Task statement: Reproduce every line of the listing below word for word, with no changes.

Material for this task:
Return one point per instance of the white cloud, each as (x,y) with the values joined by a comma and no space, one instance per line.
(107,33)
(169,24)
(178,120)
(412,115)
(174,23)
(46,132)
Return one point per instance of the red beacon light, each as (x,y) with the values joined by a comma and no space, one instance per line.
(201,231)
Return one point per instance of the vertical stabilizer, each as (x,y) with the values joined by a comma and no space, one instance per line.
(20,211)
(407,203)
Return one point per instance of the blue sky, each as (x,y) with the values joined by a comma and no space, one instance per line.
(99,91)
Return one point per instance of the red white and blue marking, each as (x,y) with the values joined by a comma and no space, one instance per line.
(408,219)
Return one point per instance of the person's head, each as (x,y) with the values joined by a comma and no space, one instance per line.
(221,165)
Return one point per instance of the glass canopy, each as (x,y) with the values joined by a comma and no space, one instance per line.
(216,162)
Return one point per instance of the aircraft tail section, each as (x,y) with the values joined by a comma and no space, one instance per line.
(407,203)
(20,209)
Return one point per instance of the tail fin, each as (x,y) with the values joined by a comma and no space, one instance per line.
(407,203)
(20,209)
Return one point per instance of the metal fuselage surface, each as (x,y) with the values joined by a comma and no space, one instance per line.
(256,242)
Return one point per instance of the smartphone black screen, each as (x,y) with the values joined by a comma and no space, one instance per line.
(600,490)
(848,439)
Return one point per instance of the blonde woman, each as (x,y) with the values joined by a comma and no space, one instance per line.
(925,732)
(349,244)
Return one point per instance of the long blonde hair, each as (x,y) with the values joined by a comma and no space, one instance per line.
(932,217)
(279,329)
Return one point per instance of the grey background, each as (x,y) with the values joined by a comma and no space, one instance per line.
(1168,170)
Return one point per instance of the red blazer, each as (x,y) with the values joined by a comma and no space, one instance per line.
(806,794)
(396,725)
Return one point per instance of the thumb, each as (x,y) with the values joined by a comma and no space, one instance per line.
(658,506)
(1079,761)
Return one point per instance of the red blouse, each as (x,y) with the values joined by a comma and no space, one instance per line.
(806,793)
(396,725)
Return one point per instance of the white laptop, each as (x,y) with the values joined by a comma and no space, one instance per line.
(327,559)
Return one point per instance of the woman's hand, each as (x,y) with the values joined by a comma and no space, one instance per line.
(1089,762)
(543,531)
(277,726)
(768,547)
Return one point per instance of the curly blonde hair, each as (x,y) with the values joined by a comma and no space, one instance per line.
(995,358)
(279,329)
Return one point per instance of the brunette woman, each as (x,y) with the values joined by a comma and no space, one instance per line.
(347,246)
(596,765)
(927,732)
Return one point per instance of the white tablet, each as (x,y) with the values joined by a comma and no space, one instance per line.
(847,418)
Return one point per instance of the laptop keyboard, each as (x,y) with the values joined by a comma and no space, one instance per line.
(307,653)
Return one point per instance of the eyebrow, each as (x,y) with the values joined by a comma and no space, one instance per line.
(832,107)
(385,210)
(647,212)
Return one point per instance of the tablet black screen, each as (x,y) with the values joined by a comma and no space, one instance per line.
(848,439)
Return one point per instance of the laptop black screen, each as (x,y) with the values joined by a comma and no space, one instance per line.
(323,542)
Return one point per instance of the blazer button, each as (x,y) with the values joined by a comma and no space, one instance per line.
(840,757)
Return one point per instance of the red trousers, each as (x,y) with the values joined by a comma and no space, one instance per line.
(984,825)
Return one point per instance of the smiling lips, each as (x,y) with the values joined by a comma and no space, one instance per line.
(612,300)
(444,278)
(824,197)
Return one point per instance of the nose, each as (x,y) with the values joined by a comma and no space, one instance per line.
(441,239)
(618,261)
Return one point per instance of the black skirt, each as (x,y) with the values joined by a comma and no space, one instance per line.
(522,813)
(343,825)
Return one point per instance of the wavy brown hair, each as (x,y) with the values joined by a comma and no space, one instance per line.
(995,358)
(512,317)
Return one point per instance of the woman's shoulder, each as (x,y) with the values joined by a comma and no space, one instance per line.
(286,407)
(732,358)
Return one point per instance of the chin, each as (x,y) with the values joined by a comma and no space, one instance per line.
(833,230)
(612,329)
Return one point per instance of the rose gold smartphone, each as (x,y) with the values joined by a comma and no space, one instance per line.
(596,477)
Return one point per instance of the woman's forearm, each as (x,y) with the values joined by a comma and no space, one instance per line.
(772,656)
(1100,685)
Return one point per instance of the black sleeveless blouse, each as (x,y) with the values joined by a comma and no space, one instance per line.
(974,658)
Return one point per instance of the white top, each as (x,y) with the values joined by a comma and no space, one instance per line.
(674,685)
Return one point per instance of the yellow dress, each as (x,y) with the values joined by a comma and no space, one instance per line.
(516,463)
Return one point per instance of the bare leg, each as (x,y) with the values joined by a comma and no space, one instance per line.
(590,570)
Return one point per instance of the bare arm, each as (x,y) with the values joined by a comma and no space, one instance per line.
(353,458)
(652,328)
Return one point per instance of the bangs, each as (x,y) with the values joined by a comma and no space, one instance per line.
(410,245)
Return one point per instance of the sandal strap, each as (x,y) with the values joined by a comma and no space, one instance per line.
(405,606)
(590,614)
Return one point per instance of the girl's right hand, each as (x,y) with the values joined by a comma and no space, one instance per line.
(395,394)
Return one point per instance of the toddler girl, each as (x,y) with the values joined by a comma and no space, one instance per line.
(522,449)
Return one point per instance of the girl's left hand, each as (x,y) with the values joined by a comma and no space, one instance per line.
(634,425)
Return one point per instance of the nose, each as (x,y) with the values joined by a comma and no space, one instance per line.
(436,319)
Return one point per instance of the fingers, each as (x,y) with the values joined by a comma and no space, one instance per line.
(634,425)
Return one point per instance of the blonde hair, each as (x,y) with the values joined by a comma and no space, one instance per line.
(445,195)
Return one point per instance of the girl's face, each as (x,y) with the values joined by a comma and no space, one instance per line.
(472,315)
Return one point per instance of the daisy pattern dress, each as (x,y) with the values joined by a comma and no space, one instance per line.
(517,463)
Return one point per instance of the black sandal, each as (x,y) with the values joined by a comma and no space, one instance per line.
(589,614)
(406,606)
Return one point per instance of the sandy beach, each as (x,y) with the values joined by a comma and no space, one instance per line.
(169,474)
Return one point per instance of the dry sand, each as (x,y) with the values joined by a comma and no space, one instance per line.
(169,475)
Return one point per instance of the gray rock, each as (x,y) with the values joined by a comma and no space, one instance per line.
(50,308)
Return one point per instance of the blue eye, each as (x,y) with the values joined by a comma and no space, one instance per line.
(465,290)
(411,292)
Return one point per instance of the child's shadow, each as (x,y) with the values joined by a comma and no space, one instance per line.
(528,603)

Complete response:
Return one point per instance of the white cloud, each as (x,y) with the values joined by a comma and no space, one instance per line.
(107,33)
(169,24)
(178,120)
(412,115)
(174,23)
(46,132)
Return one point per instance of the red beacon light, each as (x,y) with the values joined by a comma and no space, one instance per line.
(201,231)
Return one point per instance of the vertical stabilizer, each as (x,y) with the values joined by a comma and no space, one instance per line.
(20,211)
(407,203)
Return one point per instance of the blue sky, each as (x,y) with the values joined by a comma and no space, one instance per line.
(99,91)
Return one point per instance of the red white and blue marking, each as (x,y) with the values joined by a comma and no space, one instance per line.
(408,219)
Return one point per instance of the person's head, each as (x,y) with the values joined by a comma and no space, one instance per line.
(221,165)
Return one point per instance of the glass canopy, each as (x,y) with the values joined by a comma and no space, one instance per line.
(216,162)
Return one point per instance of the aircraft tail section, each as (x,y) with the values joined by a comma and no space, one instance per line.
(407,203)
(20,209)
Return one point per instance of the tail fin, each as (x,y) with the values joined by a comma and no space, one instance per line.
(407,203)
(20,209)
Return one point per instance of the metal fuselage surface, each as (x,y) with the values joined by a comma and no space, one instance per line.
(256,242)
Return one point per instance of the smartphone black screen, each as (x,y) with the values joined by a comma and no space, one instance per line.
(600,490)
(848,439)
Return one point per instance of the blonde woman, each as (x,y) with the values joined by a comma and no space, one instance per line.
(925,732)
(349,244)
Return one point per instance of the long blonde hair, each as (x,y) with the values joined by a comma and no space, one instance per line.
(932,217)
(279,329)
Return one point per instance of the grey background, each as (x,y) with the values joined by a comma and no space, one instance per line.
(1168,170)
Return one point per instance of the red blazer, each as (x,y) with the values joined by a comma and no space, one instance per line.
(806,794)
(396,725)
Return one point per instance of the thumb, each as (x,y) with the values joined by a comma and no space, one instance per line.
(658,506)
(1079,761)
Return one point per instance of the red blouse, each as (x,y) with the values joined by a comma and no space, one instance per line.
(806,793)
(396,725)
Return one point per instance of the white laptop, each as (x,y) with the values joined by a comma and no space, one instance per line.
(327,559)
Return one point per instance of the woman's hand, each as (x,y) with the values joined by a comma and no space, one instance per line.
(1089,762)
(543,531)
(277,726)
(768,547)
Return one point per instance of the curly blonde hair, each as (x,y) with the values joined by a comma and no space, one instance per line.
(995,358)
(279,329)
Return one point per instance of the brunette woman, each as (x,y) with the values joined by a comma and no space, one instance per line.
(347,246)
(596,765)
(927,732)
Return one point per instance of the white tablet, each as (x,y) with the values joined by a comma and no space, one instance per line.
(847,418)
Return one point per instance of the laptop keyboard, each as (x,y) with the values joined by a comma and no space, one instance per line.
(307,653)
Return one point per instance of the eyebrow, each as (x,y) with the values joined by a comma and no space, one instance per line.
(832,107)
(385,210)
(647,212)
Return one point per instance of the tablet black screen, each as (x,y) with the values joined by a comma and no space, one instance per line.
(848,439)
Return one point per instance of the laptop black screen, each as (x,y) with the values joined by a comma and no space, one instance per line.
(323,542)
Return one point per instance of the blazer button, each as (x,y) with the values joined by a comma and no space, one instance per line.
(840,757)
Return one point per instance of the red trousers, each as (x,y) with the values joined by a comma and no space, one instance per line.
(984,825)
Return one point per instance of the smiling lips, each as (x,y) with the values joined by a comma and no space, one instance per line.
(612,300)
(444,278)
(824,197)
Return one point per instance of the nose, each as (x,y) with the values joined by a comma and no space, one instance per line.
(441,239)
(618,261)
Return one point per instance of the black skirt, each as (x,y) with the values joined by a comma and no space, one instance per line.
(522,813)
(343,825)
Return one point per instance of the wavy brown hair, each as (x,y) with the values joined by a comma and no space, one instance per line.
(995,358)
(512,317)
Return one point per instance of the woman's shoulder, each as (x,y) with the values joined by a comma and no space, one instance per line.
(286,407)
(732,358)
Return one point per instance of the chin, each as (x,y) with the values joined by a comma and no space, one instance per line.
(833,230)
(612,329)
Return one point per instance of the rose gold smartphone, each as (x,y) with the values joined by a comma and no space, one instance per line.
(596,477)
Return one point per instance of the woman's forearm, each as (x,y) with the values joined by a comma and no space, one instance per line.
(772,656)
(1100,685)
Return one point per instance of the black sleeveless blouse, each as (x,y) with the values joined by a comma and no space, one instance per line.
(974,658)
Return one point per instance of the white top, each as (x,y) with the values joined by a comma and no space, one instance per line.
(674,685)
Return one point per instance of the yellow dress, each as (x,y) with the values joined by a comma and no space, one instance per line.
(516,463)
Return one point per instance of the bare leg, each as (x,y) with the values joined by a comma and no space, one instance per line.
(590,570)
Return one point per instance of the bare arm, each as (x,y) with the values joined by a comma and no space, one instance per line.
(353,458)
(652,328)
Return one point per instance of the bangs, each as (x,y) with the values joined by a comma and no space, one instance per line.
(410,245)
Return one point per instance of the sandal strap, each as (x,y) with the values joined by a comma and no space, one instance per line.
(405,606)
(590,614)
Return one point per instance of the girl's right hand, each as (x,y) with the values joined by a comma and no space, one instance per line.
(395,394)
Return one point per instance of the toddler girl, each as (x,y) with the values joined by a comma and no space, one instance per line.
(522,449)
Return one point per instance of the girl's left hand, each as (x,y) with the values joined by a comma and no space, one instance per line.
(634,425)
Return one point per instance of the nose, each as (x,y) with the values joined by a comma and no space, one instance per line.
(436,319)
Return one point per instance of the fingers, each as (x,y) with the values joined by a comma and no space, one instance per line.
(634,425)
Return one point per instance of the blonde hair, each as (x,y) with the values joined by a comma and no space, one instance per line.
(445,195)
Return one point per instance of the girl's face, each as (x,y) with the values joined by a comma and no space, one instance per line.
(472,315)
Return one point per instance of the daisy pattern dress, each as (x,y) with the values joined by a comma and no space, one instance per line.
(517,463)
Return one point per instance of the black sandal, each as (x,y) with the values joined by a comma and no space, one instance per line.
(589,614)
(406,606)
Return one point per instance of the sandy beach, each as (x,y) with the values joined by a comma and no space, one instance per line.
(169,474)
Return one point per instance of the dry sand, each as (x,y) with the values joined by a comma and no space, one instance per line.
(169,475)
Return one point per instance of the gray rock, each as (x,y) with the values joined by a comma and no space, one instance per line.
(50,308)
Return one point per instance of the blue eye, each as (x,y) with the values joined by a comma and no space, one instance per line.
(465,290)
(411,292)
Return one point per instance of the child's shadow, each as (x,y) with the values joined by a comma and no space, one instance per line.
(528,603)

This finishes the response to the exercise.